## Activity list
- a) Copy from the passage on Alamo-style motel courts the section that opens with the words containing "- Lakeview Courts, west" and closes with "chain after 1950.".
- b) List every location of the Park Plaza Courts named in the passage on Alamo-style motel courts.

Passage to read section start

Other properties with independent ownership but modeled on the Alamo façade architecturally:
- El Sueño, U.S. Route 66, Claremore, Oklahoma, built by Jack Sibley in 1938, became Adobe Village Apartments.
- Lakeview Courts, west of Oklahoma City, Oklahoma
- Park Plaza Courts (six locations) by Milton and Lemuel Stroud of Waco. E. Lee Torrance provided the Strouds with access to Alamo's architect and design but these are an independent chain with an Alamo-like façade.

===Park Plaza Courts===
A chain of six motel courts, these were architecturally similar to the Alamo model but share neither name nor ownership with the main Alamo Plaza chain. These were originally built by Milton Stroud (Sr.) and his brother Lemuel Stroud, with the first location opened in West Tulsa, Oklahoma, in 1942. Milton Stroud (Jr.) and his wife Mickey were also involved with the chain after 1950.

Locations were chosen to be at one-day travel intervals by motorcar. Four of the six locations were in U.S. Route 66 cities: St Louis, West Tulsa, Amarillo and Flagstaff.

The remaining two Park Plaza Courts were in Raton, New Mexico and Texarkana, Arkansas.

The St. Louis location, opened 1948 as the fifth in the Park Plaza series, had an adjacent Golden Drumstick restaurant operated by the same owners.

Passage to read section end
Excerpted records section start

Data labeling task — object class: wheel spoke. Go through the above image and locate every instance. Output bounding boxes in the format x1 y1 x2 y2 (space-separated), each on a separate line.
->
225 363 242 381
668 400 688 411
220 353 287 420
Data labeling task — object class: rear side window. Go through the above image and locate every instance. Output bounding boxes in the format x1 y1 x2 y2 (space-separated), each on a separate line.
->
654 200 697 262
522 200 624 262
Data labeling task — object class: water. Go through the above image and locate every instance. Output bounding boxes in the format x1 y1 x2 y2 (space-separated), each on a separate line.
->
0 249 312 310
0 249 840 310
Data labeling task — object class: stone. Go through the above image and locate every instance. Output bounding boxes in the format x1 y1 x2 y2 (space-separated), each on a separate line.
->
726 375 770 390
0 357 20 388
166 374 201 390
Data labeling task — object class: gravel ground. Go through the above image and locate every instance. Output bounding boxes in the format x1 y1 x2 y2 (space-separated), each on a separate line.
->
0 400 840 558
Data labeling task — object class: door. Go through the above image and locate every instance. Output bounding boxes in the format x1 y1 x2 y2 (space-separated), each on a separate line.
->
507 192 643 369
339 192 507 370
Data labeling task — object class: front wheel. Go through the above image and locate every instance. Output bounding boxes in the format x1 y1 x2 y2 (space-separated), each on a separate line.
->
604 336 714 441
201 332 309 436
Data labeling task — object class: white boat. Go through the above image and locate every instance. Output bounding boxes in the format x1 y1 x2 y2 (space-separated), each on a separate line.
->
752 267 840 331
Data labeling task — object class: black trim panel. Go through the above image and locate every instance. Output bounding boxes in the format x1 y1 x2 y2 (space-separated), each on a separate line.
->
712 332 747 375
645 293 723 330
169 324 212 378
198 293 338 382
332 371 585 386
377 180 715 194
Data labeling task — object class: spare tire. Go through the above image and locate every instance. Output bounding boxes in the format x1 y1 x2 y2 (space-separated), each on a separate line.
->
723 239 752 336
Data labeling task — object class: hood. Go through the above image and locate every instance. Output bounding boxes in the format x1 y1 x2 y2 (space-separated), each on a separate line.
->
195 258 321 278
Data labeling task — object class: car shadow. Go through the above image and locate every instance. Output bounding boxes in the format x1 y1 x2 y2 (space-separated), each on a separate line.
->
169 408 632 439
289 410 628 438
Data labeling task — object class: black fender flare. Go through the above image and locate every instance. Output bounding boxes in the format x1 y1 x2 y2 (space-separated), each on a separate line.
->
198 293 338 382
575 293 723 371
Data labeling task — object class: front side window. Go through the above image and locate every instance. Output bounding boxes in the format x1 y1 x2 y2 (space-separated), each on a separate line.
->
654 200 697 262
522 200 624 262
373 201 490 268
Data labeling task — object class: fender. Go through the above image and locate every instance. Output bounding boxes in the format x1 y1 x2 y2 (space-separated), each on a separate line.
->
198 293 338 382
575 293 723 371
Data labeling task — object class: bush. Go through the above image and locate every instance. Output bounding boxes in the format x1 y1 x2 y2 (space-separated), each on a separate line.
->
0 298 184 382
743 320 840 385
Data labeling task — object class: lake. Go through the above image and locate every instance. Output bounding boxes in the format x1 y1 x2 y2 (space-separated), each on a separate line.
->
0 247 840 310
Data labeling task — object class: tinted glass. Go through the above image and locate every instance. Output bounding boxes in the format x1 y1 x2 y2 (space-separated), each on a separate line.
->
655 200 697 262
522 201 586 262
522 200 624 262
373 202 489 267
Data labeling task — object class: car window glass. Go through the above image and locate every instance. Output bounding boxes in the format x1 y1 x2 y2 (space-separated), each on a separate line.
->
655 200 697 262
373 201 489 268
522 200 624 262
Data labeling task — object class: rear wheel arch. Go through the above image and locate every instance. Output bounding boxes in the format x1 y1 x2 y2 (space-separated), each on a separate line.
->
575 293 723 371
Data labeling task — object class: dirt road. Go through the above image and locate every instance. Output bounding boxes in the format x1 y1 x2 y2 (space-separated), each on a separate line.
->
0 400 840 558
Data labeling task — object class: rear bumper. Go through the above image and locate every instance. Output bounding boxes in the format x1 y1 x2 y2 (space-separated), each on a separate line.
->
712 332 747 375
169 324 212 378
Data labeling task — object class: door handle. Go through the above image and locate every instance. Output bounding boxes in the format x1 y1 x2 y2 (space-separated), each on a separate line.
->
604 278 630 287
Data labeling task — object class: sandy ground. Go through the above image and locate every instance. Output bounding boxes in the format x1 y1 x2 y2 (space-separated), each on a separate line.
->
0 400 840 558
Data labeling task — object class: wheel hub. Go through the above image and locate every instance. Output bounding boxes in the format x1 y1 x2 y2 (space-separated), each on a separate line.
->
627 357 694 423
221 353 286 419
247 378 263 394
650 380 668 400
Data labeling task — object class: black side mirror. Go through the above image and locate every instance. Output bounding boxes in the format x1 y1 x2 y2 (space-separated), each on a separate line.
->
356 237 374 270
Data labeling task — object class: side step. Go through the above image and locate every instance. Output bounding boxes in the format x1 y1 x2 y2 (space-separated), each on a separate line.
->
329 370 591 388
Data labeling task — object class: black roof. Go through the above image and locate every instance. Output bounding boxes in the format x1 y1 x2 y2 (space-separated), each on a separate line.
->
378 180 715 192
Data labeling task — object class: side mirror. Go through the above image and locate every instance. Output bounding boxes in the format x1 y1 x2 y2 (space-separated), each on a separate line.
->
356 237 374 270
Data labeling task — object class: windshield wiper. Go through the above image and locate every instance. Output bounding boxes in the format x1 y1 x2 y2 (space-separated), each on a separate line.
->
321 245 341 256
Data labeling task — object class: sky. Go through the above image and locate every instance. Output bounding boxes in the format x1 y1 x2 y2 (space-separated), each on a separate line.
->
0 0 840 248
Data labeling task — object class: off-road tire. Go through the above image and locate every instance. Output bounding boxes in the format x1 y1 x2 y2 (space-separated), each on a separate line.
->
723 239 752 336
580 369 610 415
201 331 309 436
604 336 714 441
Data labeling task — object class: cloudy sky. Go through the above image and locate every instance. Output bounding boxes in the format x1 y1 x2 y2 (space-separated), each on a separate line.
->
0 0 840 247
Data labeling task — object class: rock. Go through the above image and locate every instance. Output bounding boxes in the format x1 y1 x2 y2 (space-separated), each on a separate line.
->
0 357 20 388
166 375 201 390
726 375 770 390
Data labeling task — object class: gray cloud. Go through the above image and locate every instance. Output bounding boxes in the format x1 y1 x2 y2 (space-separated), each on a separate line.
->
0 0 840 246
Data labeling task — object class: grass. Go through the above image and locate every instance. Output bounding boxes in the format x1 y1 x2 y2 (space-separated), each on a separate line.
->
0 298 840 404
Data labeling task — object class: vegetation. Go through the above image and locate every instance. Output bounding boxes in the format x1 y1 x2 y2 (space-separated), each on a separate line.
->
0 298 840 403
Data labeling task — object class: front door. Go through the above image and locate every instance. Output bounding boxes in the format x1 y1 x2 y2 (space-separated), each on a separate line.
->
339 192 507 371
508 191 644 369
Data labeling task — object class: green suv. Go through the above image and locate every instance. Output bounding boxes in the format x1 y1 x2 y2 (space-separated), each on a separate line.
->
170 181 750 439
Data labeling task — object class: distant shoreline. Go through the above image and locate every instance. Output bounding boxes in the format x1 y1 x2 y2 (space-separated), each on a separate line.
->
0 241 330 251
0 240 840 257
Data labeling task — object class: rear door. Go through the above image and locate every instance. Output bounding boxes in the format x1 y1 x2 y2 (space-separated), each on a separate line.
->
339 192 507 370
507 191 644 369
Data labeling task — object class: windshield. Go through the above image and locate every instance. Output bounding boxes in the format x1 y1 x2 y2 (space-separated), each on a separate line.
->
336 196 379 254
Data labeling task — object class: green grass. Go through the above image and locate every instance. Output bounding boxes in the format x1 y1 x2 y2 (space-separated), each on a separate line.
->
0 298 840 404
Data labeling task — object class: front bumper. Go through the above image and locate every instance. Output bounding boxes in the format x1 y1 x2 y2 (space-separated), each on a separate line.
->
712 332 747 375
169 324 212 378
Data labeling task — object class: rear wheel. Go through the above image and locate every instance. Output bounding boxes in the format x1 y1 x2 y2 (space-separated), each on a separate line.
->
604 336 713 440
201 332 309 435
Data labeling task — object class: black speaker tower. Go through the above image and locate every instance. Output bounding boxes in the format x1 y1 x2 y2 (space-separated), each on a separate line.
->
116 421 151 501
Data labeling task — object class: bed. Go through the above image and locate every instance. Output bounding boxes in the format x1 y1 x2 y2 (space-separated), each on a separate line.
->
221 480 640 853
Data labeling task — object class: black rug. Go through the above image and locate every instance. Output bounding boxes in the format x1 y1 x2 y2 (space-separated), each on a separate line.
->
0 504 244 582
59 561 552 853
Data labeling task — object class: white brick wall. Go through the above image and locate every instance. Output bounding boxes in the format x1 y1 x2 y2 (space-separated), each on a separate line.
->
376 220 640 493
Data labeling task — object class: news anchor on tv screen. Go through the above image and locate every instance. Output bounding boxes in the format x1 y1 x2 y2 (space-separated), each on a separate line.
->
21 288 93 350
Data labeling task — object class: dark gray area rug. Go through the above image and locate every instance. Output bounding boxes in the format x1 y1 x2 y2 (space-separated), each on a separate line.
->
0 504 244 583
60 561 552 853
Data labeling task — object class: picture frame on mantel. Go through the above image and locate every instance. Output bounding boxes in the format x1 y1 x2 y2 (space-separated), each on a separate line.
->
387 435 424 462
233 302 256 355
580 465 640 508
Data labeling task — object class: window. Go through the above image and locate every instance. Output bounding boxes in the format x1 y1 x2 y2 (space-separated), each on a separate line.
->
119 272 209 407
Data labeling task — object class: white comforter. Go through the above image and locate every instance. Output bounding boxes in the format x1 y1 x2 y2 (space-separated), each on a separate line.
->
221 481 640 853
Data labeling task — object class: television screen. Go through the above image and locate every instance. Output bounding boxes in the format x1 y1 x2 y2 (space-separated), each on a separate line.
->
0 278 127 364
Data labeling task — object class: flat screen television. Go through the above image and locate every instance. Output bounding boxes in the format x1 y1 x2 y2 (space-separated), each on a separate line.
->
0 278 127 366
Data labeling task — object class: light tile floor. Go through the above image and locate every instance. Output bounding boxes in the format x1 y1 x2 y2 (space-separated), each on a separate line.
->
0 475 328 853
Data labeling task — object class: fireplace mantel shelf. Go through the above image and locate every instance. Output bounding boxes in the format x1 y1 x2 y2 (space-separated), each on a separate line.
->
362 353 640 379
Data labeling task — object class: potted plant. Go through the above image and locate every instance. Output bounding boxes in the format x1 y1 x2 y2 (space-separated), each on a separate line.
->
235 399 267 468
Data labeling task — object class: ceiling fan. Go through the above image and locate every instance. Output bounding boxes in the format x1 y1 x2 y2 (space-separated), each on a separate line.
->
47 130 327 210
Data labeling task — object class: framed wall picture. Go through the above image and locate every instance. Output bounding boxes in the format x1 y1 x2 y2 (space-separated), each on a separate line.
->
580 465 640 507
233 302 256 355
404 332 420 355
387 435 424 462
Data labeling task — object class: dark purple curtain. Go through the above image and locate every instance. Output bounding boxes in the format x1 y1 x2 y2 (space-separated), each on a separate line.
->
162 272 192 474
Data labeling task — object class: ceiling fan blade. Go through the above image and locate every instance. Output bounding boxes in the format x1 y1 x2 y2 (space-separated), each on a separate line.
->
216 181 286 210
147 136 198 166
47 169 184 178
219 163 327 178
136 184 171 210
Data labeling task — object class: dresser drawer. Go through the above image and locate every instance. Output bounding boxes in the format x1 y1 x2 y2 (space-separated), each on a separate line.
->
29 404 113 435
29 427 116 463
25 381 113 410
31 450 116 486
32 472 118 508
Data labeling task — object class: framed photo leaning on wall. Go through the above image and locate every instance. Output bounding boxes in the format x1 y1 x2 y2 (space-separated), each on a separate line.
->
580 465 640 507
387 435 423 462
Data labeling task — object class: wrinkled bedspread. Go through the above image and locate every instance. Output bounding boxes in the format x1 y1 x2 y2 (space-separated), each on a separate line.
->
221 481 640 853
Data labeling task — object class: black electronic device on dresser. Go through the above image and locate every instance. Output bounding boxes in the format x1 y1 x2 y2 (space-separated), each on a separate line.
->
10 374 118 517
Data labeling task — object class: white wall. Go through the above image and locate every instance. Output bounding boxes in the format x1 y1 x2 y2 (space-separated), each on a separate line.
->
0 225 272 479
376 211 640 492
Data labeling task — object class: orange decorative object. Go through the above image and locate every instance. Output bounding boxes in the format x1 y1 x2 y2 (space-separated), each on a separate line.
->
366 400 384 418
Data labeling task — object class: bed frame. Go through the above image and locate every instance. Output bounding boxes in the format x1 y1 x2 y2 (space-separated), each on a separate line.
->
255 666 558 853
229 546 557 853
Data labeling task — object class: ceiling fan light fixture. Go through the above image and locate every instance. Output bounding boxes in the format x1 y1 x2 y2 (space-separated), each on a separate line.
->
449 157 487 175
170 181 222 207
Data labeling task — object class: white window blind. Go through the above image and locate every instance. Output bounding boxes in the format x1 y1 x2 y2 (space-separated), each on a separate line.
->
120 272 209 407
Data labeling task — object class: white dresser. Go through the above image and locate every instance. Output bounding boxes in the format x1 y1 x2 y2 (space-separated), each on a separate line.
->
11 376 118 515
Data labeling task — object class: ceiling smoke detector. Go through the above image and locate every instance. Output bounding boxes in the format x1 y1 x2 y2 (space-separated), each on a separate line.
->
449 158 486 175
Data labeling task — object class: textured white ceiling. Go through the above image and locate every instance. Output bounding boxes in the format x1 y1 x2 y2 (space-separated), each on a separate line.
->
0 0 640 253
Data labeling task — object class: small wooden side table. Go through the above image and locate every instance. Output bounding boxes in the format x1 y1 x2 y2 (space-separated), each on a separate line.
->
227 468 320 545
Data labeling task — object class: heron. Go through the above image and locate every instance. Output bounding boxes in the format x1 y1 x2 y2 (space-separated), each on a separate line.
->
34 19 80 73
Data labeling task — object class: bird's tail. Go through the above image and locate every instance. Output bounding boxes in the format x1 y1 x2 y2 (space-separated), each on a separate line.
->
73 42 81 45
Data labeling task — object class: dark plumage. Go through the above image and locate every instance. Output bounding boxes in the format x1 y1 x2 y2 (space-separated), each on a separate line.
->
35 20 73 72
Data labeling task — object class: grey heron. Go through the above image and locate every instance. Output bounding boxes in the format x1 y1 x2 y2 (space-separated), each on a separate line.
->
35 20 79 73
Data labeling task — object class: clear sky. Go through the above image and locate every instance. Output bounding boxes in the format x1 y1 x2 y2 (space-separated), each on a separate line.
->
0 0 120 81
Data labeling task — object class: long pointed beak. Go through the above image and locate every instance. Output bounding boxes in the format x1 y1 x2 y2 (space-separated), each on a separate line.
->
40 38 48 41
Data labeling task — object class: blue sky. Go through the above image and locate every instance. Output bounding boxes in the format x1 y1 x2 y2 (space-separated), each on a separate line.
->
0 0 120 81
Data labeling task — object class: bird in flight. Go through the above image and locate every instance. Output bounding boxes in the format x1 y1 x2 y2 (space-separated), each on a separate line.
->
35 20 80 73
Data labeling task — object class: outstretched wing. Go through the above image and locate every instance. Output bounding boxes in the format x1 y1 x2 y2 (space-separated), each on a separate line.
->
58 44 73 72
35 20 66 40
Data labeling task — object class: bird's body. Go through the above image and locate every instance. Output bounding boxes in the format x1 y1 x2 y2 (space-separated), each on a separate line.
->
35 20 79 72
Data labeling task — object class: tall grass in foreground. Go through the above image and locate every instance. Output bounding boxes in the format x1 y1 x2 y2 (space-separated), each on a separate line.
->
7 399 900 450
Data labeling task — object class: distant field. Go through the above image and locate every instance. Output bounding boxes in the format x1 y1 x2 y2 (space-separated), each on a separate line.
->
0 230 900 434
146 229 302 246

Excerpted records section end

## Written answers
- a)
- Lakeview Courts, west of Oklahoma City, Oklahoma
- Park Plaza Courts (six locations) by Milton and Lemuel Stroud of Waco. E. Lee Torrance provided the Strouds with access to Alamo's architect and design but these are an independent chain with an Alamo-like façade.

===Park Plaza Courts===
A chain of six motel courts, these were architecturally similar to the Alamo model but share neither name nor ownership with the main Alamo Plaza chain. These were originally built by Milton Stroud (Sr.) and his brother Lemuel Stroud, with the first location opened in West Tulsa, Oklahoma, in 1942. Milton Stroud (Jr.) and his wife Mickey were also involved with the chain after 1950.

- b)
St. Louis
West Tulsa, Oklahoma
Amarillo
Flagstaff
Raton, New Mexico
Texarkana, Arkansas